▶ **Texte de la page**:
....................

César aimait la gloire, mais il aimait encore plus la puissance. La gloire était pour lui un moyen comme l’intrigue ; seulement c’était un moyen plus noble. Pendant les neuf ans qu’il mit à soumettre la Gaule, César occupa constamment l’imagination des Romains par des victoires dans un pays à peu près inconnu, remportées sur un peuple belliqueux dont le nom avait laissé à Rome une grande terreur, car, seul de tous les peuples du monde, il avait occupé Rome et fait payer une rançon aux défenseurs du Capitole. Quand il commença cette suite de campagnes immortelles. César laissait à Rome beaucoup d’ennemis ; mais, pour le moment, ils étaient réduits à l’impuissance. Crassus lui appartenait. Pompée était son allié. Bien qu’il se crût son rival. Pompée ne faisait plus rien de grand ; Clodius soulevait le peuple contre lui ; le sénat le ménageait encore, mais au fond le haïssait et le craignait. Cicéron, dégoûté de Pompée, se sentait attiré vers César. César, qui le connaissait et qui, s’il l’avait desservi comme chef d’un parti contraire, voulait bien de lui comme instrument. César commençait avec Cicéron ce manège de coquetterie auquel celui-ci ne sut jamais résister.

....................

(Entrées de données)
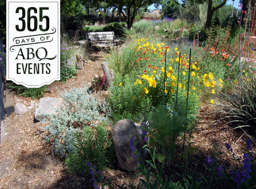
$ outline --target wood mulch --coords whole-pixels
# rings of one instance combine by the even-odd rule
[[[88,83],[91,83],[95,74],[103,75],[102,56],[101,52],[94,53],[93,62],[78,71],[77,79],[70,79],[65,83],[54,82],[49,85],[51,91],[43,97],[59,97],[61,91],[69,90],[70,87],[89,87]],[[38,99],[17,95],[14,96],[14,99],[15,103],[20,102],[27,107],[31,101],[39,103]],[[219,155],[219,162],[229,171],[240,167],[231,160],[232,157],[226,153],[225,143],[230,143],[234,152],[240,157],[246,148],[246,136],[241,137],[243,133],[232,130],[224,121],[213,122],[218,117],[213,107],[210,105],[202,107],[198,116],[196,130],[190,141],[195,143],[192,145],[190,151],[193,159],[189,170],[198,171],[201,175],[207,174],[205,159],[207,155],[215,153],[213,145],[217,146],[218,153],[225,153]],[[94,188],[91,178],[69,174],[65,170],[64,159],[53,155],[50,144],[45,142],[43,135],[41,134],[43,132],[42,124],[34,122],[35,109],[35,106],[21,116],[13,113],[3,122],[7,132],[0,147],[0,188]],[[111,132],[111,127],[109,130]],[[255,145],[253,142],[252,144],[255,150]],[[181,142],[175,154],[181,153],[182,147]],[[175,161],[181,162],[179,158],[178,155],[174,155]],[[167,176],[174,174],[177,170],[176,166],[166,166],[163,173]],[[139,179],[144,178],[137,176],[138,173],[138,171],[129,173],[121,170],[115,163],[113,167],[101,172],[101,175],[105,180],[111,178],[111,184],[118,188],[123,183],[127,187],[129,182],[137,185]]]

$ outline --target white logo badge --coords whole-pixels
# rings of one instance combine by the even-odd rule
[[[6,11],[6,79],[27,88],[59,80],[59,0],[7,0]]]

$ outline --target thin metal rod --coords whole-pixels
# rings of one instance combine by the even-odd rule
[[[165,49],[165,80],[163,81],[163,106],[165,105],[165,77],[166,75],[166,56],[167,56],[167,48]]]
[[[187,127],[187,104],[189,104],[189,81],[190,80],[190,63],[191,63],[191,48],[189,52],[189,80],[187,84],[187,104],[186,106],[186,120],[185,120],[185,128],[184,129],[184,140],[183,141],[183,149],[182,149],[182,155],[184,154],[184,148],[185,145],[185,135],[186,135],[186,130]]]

....................

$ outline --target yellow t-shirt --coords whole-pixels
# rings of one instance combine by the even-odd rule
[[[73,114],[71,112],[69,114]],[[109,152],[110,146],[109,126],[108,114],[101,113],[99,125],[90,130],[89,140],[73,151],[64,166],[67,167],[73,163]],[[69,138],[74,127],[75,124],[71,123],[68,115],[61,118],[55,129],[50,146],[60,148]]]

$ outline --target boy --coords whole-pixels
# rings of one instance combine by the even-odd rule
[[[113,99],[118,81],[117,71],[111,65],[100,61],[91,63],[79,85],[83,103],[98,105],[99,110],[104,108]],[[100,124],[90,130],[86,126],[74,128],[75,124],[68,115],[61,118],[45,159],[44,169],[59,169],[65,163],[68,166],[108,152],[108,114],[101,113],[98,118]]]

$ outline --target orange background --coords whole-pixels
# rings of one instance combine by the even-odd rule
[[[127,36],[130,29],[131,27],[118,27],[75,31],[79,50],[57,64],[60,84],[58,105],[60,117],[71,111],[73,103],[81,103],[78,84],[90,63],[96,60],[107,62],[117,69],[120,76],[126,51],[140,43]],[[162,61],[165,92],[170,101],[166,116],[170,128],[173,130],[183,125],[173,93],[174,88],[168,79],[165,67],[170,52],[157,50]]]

....................

▶ **Problèmes à résoudre**:
#1 Répondez à ces questions sur le texte sur César :
(a) Combien d'années César mit-il à soumettre la Gaule ?
(b) Qu'avait fait le peuple gaulois, seul de tous les peuples du monde ?
(c) Qui soulevait le peuple contre Pompée ?
#2 Reprenez le texte sur César à la suite de sa dernière phrase.
Ce matériau est indépendant du texte sur César.

▶ **Réponses aux problèmes**:
#1
(a) Neuf ans.
(b) Il avait occupé Rome et fait payer une rançon aux défenseurs du Capitole.
(c) Clodius.

#2
De cette curie où régnait une aristocratie mécontente de son chef et n’osant se brouiller avec lui, parce qu’elle n’en avait pas d’autre, de ce Forum turbulent, de ce Champ-de-Mars où le sang coulait pendant les élections, les yeux des Romains se détournaient pour se fixer sur le théâtre d’une guerre glorieuse, et en même temps que César entretenait par des succès continuels l’admiration et l’étonnement, il ne négligeait rien pour satisfaire les ambitions qui se donnaient à lui. Après avoir arrêté les Helvétiens aux bords du Léman et repoussé Arioviste au-delà du Rhin, il revenait dans la Gaule d’Italie, et là, dit Plutarque, il jouait le rôle de démagogue, accordant à ceux qui allaient vers lui ce qu’il leur fallait et les renvoyant satisfaits de ce qu’ils avaient reçu ou pleins d’espérances.

À la nouvelle des succès de César, une grande joie remplit Rome.